- What the exercise asks
Return each line below that contains the string "water", copied in full. Case counts.
━━━━━ Data supplied ━━━━━
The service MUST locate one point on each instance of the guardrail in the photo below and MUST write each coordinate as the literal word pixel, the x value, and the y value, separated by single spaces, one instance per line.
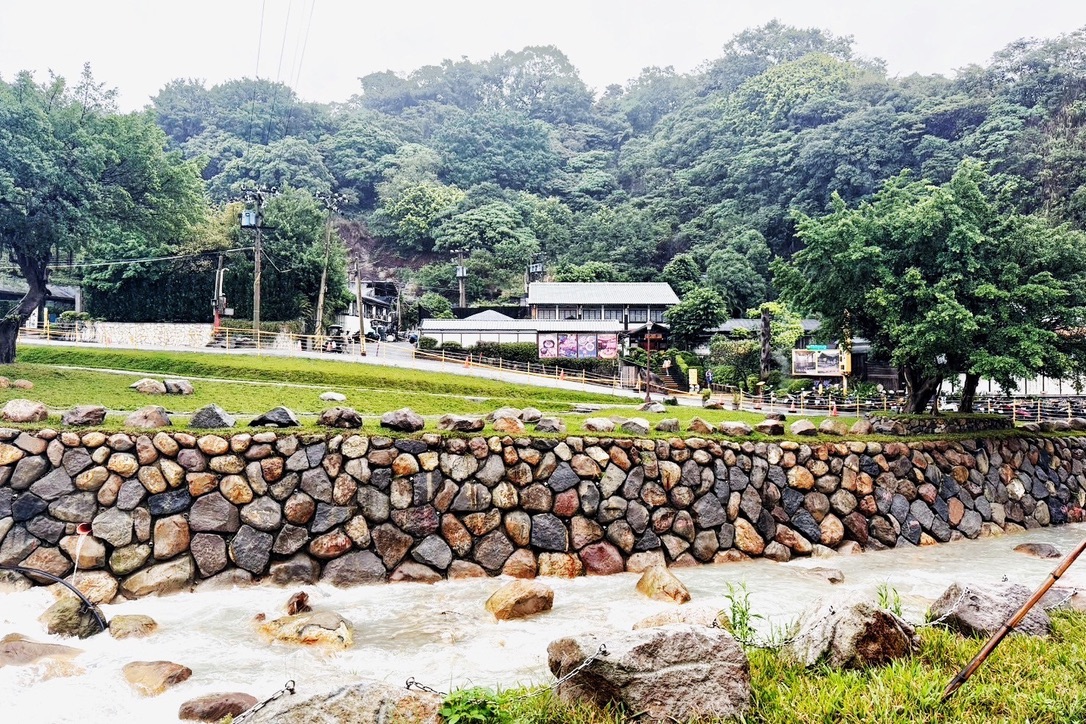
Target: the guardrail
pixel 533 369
━━━━━
━━━━━ Data supplied ━━━━━
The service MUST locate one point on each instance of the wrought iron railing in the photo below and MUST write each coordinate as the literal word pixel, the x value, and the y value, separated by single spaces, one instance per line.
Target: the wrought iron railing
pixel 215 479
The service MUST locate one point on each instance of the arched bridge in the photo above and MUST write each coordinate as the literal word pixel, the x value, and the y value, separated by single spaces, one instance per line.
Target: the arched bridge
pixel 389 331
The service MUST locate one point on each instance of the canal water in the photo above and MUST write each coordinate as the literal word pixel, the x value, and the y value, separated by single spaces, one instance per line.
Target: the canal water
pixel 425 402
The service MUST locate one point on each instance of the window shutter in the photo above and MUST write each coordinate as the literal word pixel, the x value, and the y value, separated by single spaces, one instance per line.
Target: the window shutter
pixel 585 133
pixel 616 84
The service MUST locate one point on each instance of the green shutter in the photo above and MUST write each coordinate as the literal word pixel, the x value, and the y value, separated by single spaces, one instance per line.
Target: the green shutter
━━━━━
- Response to this exercise
The service MUST locate one point on each instance of the canal water in the photo above and MUST write each coordinate as the literal word pixel, the x value, and the y value, separated by single spaces, one instance per line.
Target: the canal water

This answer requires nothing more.